─── Extract provided
The replay is idempotent. saveIdempotent uses INSERT ... ON CONFLICT (ride_id) DO NOTHING. If the original write succeeded before the WAL entry was created (race condition), the replay skips it.

Redis Down: Caffeine Fallback

// SCALED: Redis with Caffeine fallback
@Service
public class CacheService {

    private final ReactiveRedisTemplate<String, String> redis;
    private final Cache<String, String> localCache;

    public CacheService(ReactiveRedisTemplate<String, String> redis) {
        this.redis = redis;
        this.localCache = Caffeine.newBuilder()
            .maximumSize(10_000)
            .expireAfterWrite(Duration.ofMinutes(5))
            .recordStats()
            .build();
    }

    public Mono<String> get(String key) {
        return redis.opsForValue().get(key)
            .doOnNext(val -> localCache.put(key, val))
            .onErrorResume(ex -> {
                Metrics.counter("cache.redis.fallback").increment();
                String local = localCache.getIfPresent(key);
                return local != null ? Mono.just(local) : Mono.empty();
            });
    }

    public Mono<Void> set(String key, String value, Duration ttl) {
        localCache.put(key, value);
        return redis.opsForValue().set(key, value, ttl)
            .onErrorResume(ex -> {
                Metrics.counter("cache.redis.write.fallback").increment();
                return Mono.empty(); // Local cache has it, Redis will catch up
            })
            .then();
    }
}
// SCALED: Feature flags default to all-enabled when Redis is down
@Service
public class FeatureFlagService {

    private final ReactiveRedisTemplate<String, String> redis;
    private static final String FLAGS_KEY = "feature_flags";

    public Mono<Boolean> isEnabled(String feature) {
        return redis.opsForHash()
            .get(FLAGS_KEY, feature)
            .map(val -> "true".equals(val))
            .defaultIfEmpty(true)  // Redis miss = enabled
            .onErrorReturn(true);  // Redis down = all enabled
    }
    // When Redis is down, no features get disabled.
    // A broken feature is better than a missing feature.
    // The circuit breaker handles broken features.
──────
─── Provided material
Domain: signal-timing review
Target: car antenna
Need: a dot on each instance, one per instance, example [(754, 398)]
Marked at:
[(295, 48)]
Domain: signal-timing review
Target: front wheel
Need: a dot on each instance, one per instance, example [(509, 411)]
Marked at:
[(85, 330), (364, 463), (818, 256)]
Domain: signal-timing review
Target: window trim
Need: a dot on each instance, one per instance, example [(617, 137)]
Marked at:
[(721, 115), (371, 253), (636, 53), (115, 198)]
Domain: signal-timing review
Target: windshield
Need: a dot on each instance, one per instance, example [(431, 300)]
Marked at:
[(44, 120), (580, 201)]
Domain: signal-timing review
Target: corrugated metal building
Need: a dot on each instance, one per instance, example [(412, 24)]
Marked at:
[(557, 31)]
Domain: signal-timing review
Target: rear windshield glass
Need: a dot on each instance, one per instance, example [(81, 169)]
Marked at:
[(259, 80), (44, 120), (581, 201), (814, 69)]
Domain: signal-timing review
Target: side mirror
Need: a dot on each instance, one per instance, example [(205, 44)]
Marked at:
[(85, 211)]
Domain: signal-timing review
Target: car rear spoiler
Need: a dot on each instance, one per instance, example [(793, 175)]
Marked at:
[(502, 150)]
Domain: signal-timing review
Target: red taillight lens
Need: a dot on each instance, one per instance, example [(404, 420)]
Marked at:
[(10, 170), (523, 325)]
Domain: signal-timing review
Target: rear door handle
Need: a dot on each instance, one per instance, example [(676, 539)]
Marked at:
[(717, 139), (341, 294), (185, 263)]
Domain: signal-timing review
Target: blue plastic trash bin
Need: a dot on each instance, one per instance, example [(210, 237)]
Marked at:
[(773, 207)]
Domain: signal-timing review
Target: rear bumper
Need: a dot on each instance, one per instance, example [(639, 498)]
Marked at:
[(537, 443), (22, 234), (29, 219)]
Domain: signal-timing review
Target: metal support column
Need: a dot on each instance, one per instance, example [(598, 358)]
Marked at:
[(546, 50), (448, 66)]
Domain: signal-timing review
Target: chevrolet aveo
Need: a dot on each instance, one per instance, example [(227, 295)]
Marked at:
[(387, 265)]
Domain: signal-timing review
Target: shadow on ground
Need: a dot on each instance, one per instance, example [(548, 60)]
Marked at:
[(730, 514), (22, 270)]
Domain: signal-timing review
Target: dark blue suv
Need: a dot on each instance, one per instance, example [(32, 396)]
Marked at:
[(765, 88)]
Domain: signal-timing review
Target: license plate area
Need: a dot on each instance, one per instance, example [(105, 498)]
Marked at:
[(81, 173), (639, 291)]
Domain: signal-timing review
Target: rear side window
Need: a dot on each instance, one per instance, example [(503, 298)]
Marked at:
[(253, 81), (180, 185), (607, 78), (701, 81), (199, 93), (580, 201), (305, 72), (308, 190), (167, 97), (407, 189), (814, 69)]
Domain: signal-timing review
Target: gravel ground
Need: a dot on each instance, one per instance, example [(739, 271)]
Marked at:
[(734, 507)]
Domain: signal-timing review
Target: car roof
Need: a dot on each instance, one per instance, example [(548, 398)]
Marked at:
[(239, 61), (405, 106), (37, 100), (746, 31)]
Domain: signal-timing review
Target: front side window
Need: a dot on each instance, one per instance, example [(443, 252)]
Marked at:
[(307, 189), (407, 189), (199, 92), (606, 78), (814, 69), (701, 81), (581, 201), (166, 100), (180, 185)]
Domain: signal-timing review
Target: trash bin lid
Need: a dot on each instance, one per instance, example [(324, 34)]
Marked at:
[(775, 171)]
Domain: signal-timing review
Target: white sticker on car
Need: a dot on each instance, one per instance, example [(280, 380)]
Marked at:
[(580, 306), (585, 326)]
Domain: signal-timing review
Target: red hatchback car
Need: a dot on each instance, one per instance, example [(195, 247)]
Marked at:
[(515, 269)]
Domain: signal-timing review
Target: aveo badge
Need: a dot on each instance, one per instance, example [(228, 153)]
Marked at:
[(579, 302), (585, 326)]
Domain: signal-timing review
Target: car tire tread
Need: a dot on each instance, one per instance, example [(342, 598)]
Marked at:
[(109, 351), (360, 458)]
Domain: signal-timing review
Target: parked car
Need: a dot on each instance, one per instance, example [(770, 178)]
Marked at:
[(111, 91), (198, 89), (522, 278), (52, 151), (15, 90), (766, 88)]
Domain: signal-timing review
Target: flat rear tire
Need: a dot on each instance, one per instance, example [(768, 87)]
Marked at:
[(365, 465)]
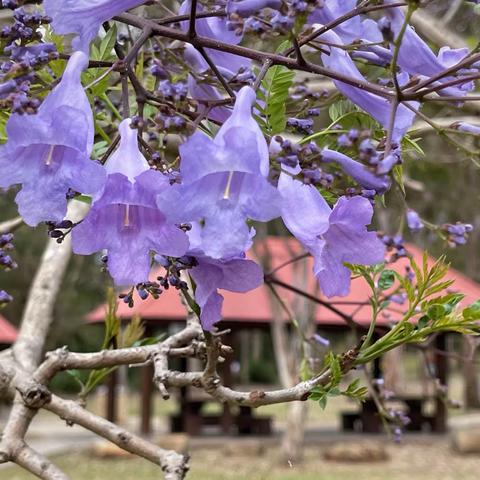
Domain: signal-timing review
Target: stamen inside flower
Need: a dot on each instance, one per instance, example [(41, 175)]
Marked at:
[(49, 156), (126, 220), (226, 193)]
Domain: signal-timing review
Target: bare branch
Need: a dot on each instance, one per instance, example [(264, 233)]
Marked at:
[(9, 226), (174, 465)]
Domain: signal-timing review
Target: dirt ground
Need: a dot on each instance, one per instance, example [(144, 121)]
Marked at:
[(418, 458)]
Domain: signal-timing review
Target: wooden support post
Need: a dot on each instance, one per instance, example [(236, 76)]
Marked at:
[(441, 367), (147, 394), (111, 401)]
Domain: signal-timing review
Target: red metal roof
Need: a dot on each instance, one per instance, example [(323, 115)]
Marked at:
[(8, 333), (255, 307)]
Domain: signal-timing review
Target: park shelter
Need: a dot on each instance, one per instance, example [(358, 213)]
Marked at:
[(255, 310)]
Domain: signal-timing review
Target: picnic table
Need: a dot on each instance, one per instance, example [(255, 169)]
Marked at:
[(368, 420), (192, 417)]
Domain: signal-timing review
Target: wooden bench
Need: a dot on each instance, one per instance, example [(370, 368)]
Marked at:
[(368, 420), (190, 419)]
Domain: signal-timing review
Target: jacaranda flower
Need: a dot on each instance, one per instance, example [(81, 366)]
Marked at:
[(84, 17), (331, 236), (48, 153), (379, 108), (125, 219), (234, 274), (359, 172), (224, 182), (417, 58)]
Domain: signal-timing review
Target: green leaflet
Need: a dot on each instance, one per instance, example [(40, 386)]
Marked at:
[(275, 86)]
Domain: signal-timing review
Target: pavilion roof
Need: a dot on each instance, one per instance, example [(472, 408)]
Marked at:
[(8, 333), (256, 307)]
──────
#### Problem details:
Resume the excerpt on Redis outage fallbacks from the point where it stops.

#### Task answer:
}

Kafka Down: In-Memory Bounded Queue

// SCALED: Kafka with in-memory queue fallback
@Service
public class EventPublisher {

    private final KafkaTemplate<String, String> kafkaTemplate;
    private final ObjectMapper mapper;
    private final BlockingQueue<PendingEvent> pendingQueue;
    private final AtomicBoolean kafkaHealthy = new AtomicBoolean(true);

    public EventPublisher(KafkaTemplate<String, String> kafkaTemplate,
                          ObjectMapper mapper) {
        this.kafkaTemplate = kafkaTemplate;
        this.mapper = mapper;
        this.pendingQueue = new LinkedBlockingQueue<>(10_000);
    }

    public Mono<Void> publish(String topic, String key, Object event) {
        return Mono.fromCallable(() -> mapper.writeValueAsString(event))
            .flatMap(json -> sendToKafka(topic, key, json))
            .onErrorResume(ex -> {
                kafkaHealthy.set(false);
                Metrics.counter("kafka.fallback.queued", "topic", topic).increment();
                return queueLocally(topic, key,
                    serializeEvent(event));
            });
    }

    private Mono<Void> sendToKafka(String topic, String key, String value) {
        return Mono.fromFuture(
            kafkaTemplate.send(topic, key, value)
        ).then();
    }

    private Mono<Void> queueLocally(String topic, String key, String value) {
        return Mono.fromCallable(() -> {
            PendingEvent event = new PendingEvent(topic, key, value, Instant.now());
            if (!pendingQueue.offer(event)) {
                Metrics.counter("kafka.fallback.dropped").increment();
                // Queue full: oldest events are more important, drop this one
            }
            return null;
        }).then();
    }

    private String serializeEvent(Object event) {
        try {
            return mapper.writeValueAsString(event);
        } catch (JsonProcessingException e) {
            throw new RuntimeException(e);
        }
    }

    @Scheduled(fixedDelay = 2000)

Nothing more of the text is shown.